**Using the information**
a - From the passage on the Provence aroma museum, copy word for word the stretch that begins at the words "Actually… Ginger was" and stops after the words "l’abbaye des Prémontrés.".
b - Answer these questions from the passage on the Provence aroma museum:
(i) In which Provencal town is the aroma museum located?
(ii) For how many years has the distillery at le Musée des Arômes been in operation?
(iii) What name is given to the recently established planted area that Nutmeg strolled through?
c - Write the next part of the passage on the Provence aroma museum, picking up right after its final sentence.

**Passage provided**
--- START ---
Does that sound romantic?
Actually… Ginger was away in Canada, and Nutmeg was certain that he had zero interest in visiting the Provence perfume distillery le Musée des Arômes or candle maker at the Ciergerie de l’abbaye des Prémontrés.
The aroma museum is located in the Provencal town of Gravason, in the old cellars (caves) of l’Abbaye de Saint Michel de Frigolet. The distillery, at le Musée des Arômes has been in operation for twenty years and they pride themselves on quality, organic products. The old cellars have been converted and enclose a boutique, day spa, museum and even a small conference facility.
The exhibit provides an overview of the distilling process, a collection of perfume bottles, distillery equipment, brochures and other related paraphernalia. There is a short film describing the process of extracting the precious, essential oil and scented water from the plants. A process that is much the same as it was in ancient times, where cultivated flowers and herbs are either used fresh or dried, then water vapour steams the plant to create the essential oil and fragrant water.
Nutmeg was a bit disappointed in her visit until she strolled through the “Experimental Garden”. This planted area was recently established. Each plant or herb has a garden plot with signage to describe the perceived or proven healing properties. Here, are some examples:
Lavender is one of the most popular essential oil. It produces calming effects, relieves tension, is beneficial for wounds and even for treating coughs.
--- END ---
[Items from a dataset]
--- START ---
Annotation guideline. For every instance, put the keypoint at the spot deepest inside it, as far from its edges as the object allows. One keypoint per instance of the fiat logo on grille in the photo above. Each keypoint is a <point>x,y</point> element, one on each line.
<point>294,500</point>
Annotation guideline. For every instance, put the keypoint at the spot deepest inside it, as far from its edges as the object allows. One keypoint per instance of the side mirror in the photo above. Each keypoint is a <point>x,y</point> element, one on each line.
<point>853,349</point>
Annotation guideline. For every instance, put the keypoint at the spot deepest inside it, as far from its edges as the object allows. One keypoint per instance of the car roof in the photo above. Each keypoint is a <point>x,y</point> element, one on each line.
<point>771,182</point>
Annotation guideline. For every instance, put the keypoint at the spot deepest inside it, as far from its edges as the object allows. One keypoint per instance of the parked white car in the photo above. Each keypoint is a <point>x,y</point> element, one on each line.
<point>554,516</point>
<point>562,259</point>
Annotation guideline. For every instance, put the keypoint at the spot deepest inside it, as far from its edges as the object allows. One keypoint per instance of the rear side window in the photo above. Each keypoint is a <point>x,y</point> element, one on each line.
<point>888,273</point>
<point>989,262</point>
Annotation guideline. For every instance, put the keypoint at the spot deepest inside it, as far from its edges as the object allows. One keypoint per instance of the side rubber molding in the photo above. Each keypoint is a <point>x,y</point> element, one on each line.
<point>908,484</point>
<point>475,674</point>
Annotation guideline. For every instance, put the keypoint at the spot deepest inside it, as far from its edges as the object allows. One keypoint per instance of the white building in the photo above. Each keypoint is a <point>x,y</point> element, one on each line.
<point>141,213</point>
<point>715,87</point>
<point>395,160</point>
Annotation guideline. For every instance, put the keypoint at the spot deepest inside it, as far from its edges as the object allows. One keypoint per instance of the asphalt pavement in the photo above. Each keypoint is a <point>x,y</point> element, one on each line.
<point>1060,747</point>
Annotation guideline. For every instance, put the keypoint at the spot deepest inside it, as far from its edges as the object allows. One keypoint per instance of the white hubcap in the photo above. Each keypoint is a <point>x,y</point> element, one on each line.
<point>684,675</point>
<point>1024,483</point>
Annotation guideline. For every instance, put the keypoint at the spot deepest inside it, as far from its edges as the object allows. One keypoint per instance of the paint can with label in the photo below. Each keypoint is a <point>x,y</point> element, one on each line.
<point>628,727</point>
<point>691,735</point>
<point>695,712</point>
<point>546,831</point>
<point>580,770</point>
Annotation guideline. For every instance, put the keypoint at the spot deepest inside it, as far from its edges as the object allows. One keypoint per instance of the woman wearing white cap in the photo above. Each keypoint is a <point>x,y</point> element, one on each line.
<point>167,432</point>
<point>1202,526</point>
--- END ---
**Answers per task**
a -
Actually… Ginger was away in Canada, and Nutmeg was certain that he had zero interest in visiting the Provence perfume distillery le Musée des Arômes or candle maker at the Ciergerie de l’abbaye des Prémontrés.

b -
(i) Gravason
(ii) Twenty years
(iii) The "Experimental Garden"

c -
Rosemary, this herb is found in abundance in Provence, it grows wild in the Alpilles and can be found in almost every garden. This ancient plant reputedly helps with memory. The carnosic acid found in rosemary may provide anti-inflammatory and anti-cancer effects.
Tansy is a herb that despite being poisonous has been used for medicinal purposes for centuries. The plant has proven anti-bacterial, anti-fungal, anti-inflammatory effects and many other benefits. However, it is quite dangerous if used incorrectly, it can even cause hallucinogenic effects.
Elecampane or Big Aune has been used since antiquity and is still providing benefits today. The root of this herb strengthens the immune system. It is helpful for reducing cholesterol, alleviates rheumatism and can even eliminate intestinal parasites.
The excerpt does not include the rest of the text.